- _Dataset records_:
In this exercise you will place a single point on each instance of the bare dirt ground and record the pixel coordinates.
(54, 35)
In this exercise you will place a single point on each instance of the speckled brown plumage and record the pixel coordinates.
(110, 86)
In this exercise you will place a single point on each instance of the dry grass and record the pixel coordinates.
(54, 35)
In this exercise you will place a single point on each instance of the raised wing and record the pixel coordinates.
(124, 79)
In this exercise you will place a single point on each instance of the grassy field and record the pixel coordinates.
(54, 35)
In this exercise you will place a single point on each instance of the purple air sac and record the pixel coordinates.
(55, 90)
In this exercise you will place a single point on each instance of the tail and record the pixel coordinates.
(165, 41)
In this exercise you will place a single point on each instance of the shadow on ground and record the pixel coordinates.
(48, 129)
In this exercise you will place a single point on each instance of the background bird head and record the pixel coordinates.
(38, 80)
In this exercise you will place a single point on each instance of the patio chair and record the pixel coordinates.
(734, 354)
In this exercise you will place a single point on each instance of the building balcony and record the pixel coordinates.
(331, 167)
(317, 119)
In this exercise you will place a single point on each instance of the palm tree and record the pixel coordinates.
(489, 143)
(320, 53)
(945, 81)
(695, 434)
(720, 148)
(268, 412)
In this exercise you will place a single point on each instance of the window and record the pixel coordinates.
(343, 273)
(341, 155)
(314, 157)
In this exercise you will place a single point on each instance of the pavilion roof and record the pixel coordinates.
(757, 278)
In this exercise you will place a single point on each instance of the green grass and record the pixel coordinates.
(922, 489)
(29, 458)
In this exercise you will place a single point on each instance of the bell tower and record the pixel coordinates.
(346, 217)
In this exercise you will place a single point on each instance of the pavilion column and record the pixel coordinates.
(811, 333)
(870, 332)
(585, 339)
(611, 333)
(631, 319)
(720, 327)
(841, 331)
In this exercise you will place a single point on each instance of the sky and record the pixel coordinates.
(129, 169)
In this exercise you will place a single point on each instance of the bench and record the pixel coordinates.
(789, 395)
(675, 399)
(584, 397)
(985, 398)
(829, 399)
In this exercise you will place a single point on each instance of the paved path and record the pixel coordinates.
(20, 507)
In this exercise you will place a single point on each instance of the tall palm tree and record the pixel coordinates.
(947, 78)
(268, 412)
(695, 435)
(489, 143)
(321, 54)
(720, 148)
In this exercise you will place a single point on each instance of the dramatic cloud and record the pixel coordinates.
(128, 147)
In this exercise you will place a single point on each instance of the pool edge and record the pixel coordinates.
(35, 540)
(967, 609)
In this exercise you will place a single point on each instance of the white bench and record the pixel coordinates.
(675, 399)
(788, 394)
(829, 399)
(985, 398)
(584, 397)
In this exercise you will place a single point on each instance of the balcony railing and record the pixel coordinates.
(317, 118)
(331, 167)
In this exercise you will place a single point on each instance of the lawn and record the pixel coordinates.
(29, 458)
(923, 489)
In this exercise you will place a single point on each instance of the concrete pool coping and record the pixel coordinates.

- _Required task_: Retype the data in full and match it exactly.

- _Reply_:
In this exercise you will place a single point on each instance of the bare dirt ground and record the pixel coordinates.
(54, 35)
In this exercise you will place a single point on each instance of the speckled brown plumage and record the pixel coordinates.
(110, 86)
In this exercise you will place a single point on each instance of the dry grass and record the pixel coordinates.
(54, 35)
In this exercise you will place a single point on each instance of the raised wing and record the pixel coordinates.
(124, 79)
In this exercise you will place a single point on each instance of the grassy field and record the pixel coordinates.
(54, 35)
In this exercise you will place a single point on each instance of the purple air sac and record the pixel coordinates.
(55, 90)
In this exercise you will place a single point on each instance of the tail and record the pixel coordinates.
(165, 41)
In this exercise you will place a single point on each instance of the shadow on ground and record the pixel coordinates.
(48, 129)
In this exercise you will place a single point on each instance of the background bird head and record the pixel coordinates.
(38, 80)
In this exercise you will place a single point on each instance of the patio chair and record the pixel coordinates.
(734, 354)
In this exercise you will place a single point on each instance of the building balcony and record the pixel coordinates.
(331, 167)
(317, 119)
In this exercise you will place a single point on each instance of the palm tree and record the pixel coordinates.
(489, 143)
(320, 53)
(945, 81)
(695, 434)
(720, 148)
(268, 412)
In this exercise you will place a single point on each instance of the window and record the pixel coordinates.
(343, 273)
(341, 155)
(314, 157)
In this exercise you will place a single point on each instance of the pavilion roof and record the pixel coordinates.
(757, 278)
In this exercise you will place a single point on each instance of the green grass and record the pixel coordinates.
(922, 489)
(29, 458)
In this exercise you will place a single point on each instance of the bell tower and record the pixel coordinates.
(346, 217)
In this exercise you will place a single point on each instance of the pavilion column and record the pixel coordinates.
(811, 333)
(870, 332)
(585, 339)
(611, 333)
(631, 319)
(720, 327)
(841, 331)
In this exercise you will place a single point on each instance of the sky and record the pixel coordinates.
(129, 169)
In this exercise you will place a single point on each instance of the bench and record the pixel coordinates.
(789, 395)
(675, 399)
(584, 397)
(985, 398)
(829, 399)
In this exercise you will place a single point on each instance of the paved path and record the pixel coordinates.
(20, 507)
In this exercise you will place a single point on each instance of the tall palm tree and record the pixel coordinates.
(947, 78)
(268, 412)
(695, 435)
(489, 143)
(321, 54)
(720, 148)
In this exercise you will place a single point on each instance of the dramatic cloud and record the pixel coordinates.
(128, 147)
In this exercise you will place a single point on each instance of the pool edge and record the pixel coordinates.
(35, 540)
(967, 609)
In this exercise you will place a single point on each instance of the white bench and record the pixel coordinates.
(675, 399)
(788, 394)
(829, 399)
(985, 398)
(584, 397)
In this exercise you will place a single point on each instance of the balcony railing and record the pixel coordinates.
(317, 118)
(331, 167)
In this exercise you will place a single point on each instance of the lawn and record the pixel coordinates.
(29, 458)
(923, 489)
In this exercise you will place a single point on each instance of the concrete pool coping and record the pixel coordinates.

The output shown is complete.